> _Brano fornito_

◇ ◇ ◇ ◇ ◇ ◇ ◇

La potenza di Dio supera le altre potenze, si oppone vittoriosamente alla potenza in sé in quanto è la potenza del diritto che deriva dal suo amore manifestato in Gesù Cristo.

Il "Simbolo apostolico" conosce solo il termine «Dio Padre» come attributo divino. Più tardi si tentò di parlare di Dio descrivendone l'essenza. Si parlò della sua infinità, eternità, santità, giustizia, misericordia. Ma qualunque cosa noi intendiamo dire con simili concetti umani, si tratterà pur sempre solo di un accenno a Dio dal momento che nessuno di essi potrà esprimere la natura divina così come essa è. Dio è incomprensibile. Ciò che noi chiamiamo bontà e santità di Dio non può essere determinato dall'idea che noi esseri umani abbiamo a proposito della santità e bontà. Nel Simbolo apostolico, in luogo di tutti i possibili attributi sulla natura di Dio si dice solamente «Padre Onnipotente».

Onnipotente significa che Egli è potenza; e potenza vuol dire capacità, possibilità; nei riguardi di una realtà Dio è proclamato: egli possiede questa possibilità; Egli possiede tutto, è il fondamento di ogni realtà. Egli può ciò che vuole. La sua libertà è assoluta.

Dio non fa parte del numero delle potenze terrene e non è neppure la più eccelsa di esse, Dio le sovrasta tutte senza mai venire da loro limitato o condizionato. Egli è il Re di tutti i re.

Dio non è la potenza in sé. Si è pensato a Dio come di questa potentia, la potenza in sé, quasi a esprimere quello che c'è di più divino. La potenza in sé, in realtà è il caos, il male, il diavolo. Hitler soleva chiamare Dio l'Onnipotente, ma Dio non si può intendere partendo da un supremo concetto di forza o di potenza. In questo senso Dio non è l'onnipotente che diventa caos, il tohu wabohu (informe e vuoto, Gen. 1, 2), che il Dio della creazione lasciò dietro di sé e che non volle, allorché creò il cielo e la terra. In sé la potenza è perversa, è la fine di ogni cosa.

◇ ◇ ◇ ◇ ◇ ◇ ◇

> _Insieme di dati_

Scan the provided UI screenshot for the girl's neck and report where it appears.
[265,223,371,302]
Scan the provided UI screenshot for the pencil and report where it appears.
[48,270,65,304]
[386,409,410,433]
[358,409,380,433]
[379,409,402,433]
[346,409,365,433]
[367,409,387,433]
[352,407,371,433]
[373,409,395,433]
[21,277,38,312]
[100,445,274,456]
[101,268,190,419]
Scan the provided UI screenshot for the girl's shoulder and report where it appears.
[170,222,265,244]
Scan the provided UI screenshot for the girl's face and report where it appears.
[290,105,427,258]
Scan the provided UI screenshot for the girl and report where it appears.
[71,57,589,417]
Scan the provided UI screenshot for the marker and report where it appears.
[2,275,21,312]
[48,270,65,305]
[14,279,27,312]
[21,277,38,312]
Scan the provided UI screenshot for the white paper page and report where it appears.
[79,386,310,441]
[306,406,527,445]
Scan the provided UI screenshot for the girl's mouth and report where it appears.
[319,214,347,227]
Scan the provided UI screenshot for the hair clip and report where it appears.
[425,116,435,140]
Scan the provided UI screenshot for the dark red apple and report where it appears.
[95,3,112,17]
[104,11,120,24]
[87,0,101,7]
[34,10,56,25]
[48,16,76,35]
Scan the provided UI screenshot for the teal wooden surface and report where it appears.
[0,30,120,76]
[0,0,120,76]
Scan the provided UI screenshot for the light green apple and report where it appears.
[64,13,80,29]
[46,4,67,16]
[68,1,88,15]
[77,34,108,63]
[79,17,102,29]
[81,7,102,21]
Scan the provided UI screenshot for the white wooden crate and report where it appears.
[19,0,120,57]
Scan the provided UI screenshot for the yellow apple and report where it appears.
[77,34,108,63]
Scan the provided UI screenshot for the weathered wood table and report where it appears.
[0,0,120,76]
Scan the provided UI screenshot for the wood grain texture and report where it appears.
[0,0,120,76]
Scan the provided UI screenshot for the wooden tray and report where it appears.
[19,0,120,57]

◇ ◇ ◇ ◇ ◇ ◇ ◇

> _Consegna A_
Nel brano sull'onnipotenza di Dio, che cosa è in realtà la potenza in sé?
> _Consegna B_
Elenca tutti gli attributi con cui, secondo il brano sull'onnipotenza di Dio, più tardi si tentò di descrivere l'essenza di Dio.
> _Consegna C_
Scrivi il seguito del brano sull'onnipotenza di Dio, ripartendo dopo la frase «In sé la potenza è perversa, è la fine di ogni cosa.»

> _Risultato finale A_
Il caos, il male, il diavolo.

> _Risultato finale B_
Infinità, eternità, santità, giustizia, misericordia.

> _Risultato finale C_
La Bibbia non parla mai della potenza di Dio separatamente dal diritto, la sua potenza è un potere legittimo, quindi fondato sul diritto. Dio è Padre: egli vive come Padre del Figlio ed esiste in questa comunità di vita. Quindi l'onnipotenza di Dio quale potenza legittima è quella del Dio che è amore. Ciò che si oppone a questo amore si dimostra come tale, illegittimo, è una potenza che non è vera. Dio la rinnega.

Testo della predicazione: Matteo 17,1-9

«Gesù prese con sé Pietro, Giacomo e Giovanni suo fratello, e li condusse sopra un alto monte, in disparte. E fu trasfigurato davanti a loro; la sua faccia risplendette come il sole e i suoi vestiti divennero candidi come la luce. E apparvero loro Mosè ed Elia che stavano conversando con lui. E Pietro prese a dire a Gesù: «Signore, è bene che stiamo qui; se vuoi, farò qui tre tende; una per te, una per Mosè e una per Elia». Mentre egli parlava ancora, una nuvola luminosa li coprì con la sua ombra, ed ecco una voce dalla nuvola che diceva: «Questo è il mio Figlio diletto, nel quale mi sono compiaciuto; ascoltatelo». I discepoli, udito ciò, caddero con la faccia a terra e furono presi da gran timore. Ma Gesù, avvicinatosi, li toccò e disse: «Alzatevi, non temete». Ed essi, alzati gli occhi, non videro nessuno, se non Gesù tutto solo. Poi, mentre scendevano dal monte, Gesù diede loro quest’ordine: «Non parlate a nessuno di questa visione, finché il Figlio dell’uomo sia risuscitato dai morti».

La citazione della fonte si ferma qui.